Fragmento del documento:
^^^^^^^^

Sin embargo no se trata sólo de esto. La posmodernidad de Sem Tob se deja ver en otros aspectos sorprendentes para un rabí del siglo XIV. A través de lo que él mismo llama “sermón” (didáctica), potestad que roba al clero, hallamos poco ortodoxas reflexiones sobre el tiempo, que a veces parece ser entendido de forma circular, y a veces de forma bastante enigmática:

El día de yer tanto
alcançarlo podemos,
nin más nin menos, quanto
oy mil años fariemos.

Nin por mucho andar
alcánças’ lo passado,
ni s’ pierde, por quedar,
lo que non es llegado. (vv. 413-16)

También insiste Sem Tob en la necesidad de los contrarios, en que la calidad moral y estética no se valora sino frente a su antinomia.

Nin fea nin fermosa,
en el mundo avés
pued’ omr’ alcançar cosa
si non con su revés. (vv. 437-448)

^^^^^^^^

Filas de datos:
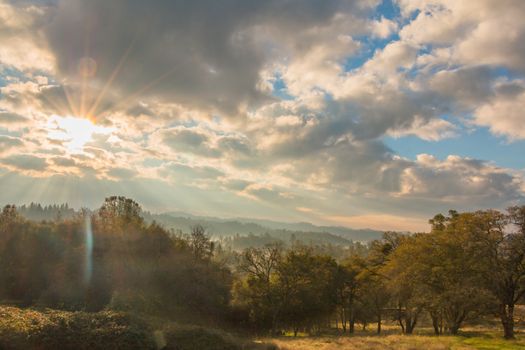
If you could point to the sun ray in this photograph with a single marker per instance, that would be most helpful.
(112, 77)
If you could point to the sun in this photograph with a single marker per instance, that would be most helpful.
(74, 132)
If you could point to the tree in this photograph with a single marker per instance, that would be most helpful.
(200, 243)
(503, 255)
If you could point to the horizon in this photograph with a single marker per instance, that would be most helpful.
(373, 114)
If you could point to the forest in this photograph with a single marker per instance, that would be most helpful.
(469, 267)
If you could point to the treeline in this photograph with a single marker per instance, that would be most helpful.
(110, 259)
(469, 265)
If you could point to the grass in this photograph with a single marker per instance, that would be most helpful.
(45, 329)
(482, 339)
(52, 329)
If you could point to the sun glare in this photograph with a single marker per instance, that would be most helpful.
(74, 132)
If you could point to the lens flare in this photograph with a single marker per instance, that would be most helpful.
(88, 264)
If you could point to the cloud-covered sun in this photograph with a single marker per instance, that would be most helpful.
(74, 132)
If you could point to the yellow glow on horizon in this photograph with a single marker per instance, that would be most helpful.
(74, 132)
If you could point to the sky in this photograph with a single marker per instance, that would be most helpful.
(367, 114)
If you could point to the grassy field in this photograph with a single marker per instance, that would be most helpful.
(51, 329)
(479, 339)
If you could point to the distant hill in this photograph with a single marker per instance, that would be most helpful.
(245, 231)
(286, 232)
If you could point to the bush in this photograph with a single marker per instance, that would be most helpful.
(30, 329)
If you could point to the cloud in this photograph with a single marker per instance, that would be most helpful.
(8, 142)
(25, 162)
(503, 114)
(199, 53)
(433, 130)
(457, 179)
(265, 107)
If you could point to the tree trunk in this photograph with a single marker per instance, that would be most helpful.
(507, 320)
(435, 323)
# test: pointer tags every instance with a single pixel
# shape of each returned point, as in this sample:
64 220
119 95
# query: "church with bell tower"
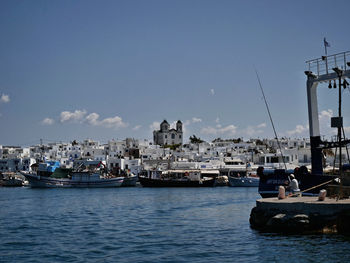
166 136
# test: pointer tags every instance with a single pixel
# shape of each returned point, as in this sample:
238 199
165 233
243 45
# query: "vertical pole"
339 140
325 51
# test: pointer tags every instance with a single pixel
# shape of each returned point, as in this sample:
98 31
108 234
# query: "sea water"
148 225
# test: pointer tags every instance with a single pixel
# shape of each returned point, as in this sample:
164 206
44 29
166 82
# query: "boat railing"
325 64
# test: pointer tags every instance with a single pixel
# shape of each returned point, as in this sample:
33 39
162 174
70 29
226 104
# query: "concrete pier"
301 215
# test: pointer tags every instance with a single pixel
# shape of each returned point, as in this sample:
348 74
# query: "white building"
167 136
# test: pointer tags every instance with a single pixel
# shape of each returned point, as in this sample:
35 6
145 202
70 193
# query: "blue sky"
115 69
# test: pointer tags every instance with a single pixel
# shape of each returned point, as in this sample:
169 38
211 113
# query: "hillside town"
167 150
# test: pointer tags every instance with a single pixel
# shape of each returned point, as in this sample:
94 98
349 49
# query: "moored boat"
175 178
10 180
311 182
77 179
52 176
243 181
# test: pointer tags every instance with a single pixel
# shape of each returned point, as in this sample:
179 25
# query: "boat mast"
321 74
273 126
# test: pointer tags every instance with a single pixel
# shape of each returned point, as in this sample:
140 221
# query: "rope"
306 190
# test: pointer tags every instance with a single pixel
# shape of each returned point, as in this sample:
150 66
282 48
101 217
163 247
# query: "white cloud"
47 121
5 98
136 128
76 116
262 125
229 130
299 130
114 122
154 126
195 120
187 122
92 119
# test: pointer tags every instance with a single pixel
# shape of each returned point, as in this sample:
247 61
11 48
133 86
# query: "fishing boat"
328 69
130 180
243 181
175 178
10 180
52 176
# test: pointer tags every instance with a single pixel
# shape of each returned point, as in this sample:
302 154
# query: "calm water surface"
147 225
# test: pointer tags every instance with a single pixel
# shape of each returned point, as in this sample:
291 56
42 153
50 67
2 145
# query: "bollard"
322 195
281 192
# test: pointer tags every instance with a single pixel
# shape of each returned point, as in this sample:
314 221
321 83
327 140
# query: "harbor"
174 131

^^^^^^^^

Ejercicios por resolver:
a) En el fragmento sobre Sem Tob, vuelve a escribir el pasaje que empieza con "Sin embargo no" y termina con "llegado. (vv. 413-16)", cambiando "tiempo" por "destino".
b) Según el fragmento sobre Sem Tob, ¿qué nombre le da él mismo a su didáctica?

Respuestas desarrolladas:
a)
Sin embargo no se trata sólo de esto. La posmodernidad de Sem Tob se deja ver en otros aspectos sorprendentes para un rabí del siglo XIV. A través de lo que él mismo llama “sermón” (didáctica), potestad que roba al clero, hallamos poco ortodoxas reflexiones sobre el destino, que a veces parece ser entendido de forma circular, y a veces de forma bastante enigmática:

El día de yer tanto
alcançarlo podemos,
nin más nin menos, quanto
oy mil años fariemos.

Nin por mucho andar
alcánças’ lo passado,
ni s’ pierde, por quedar,
lo que non es llegado. (vv. 413-16)

b) La llama "sermón".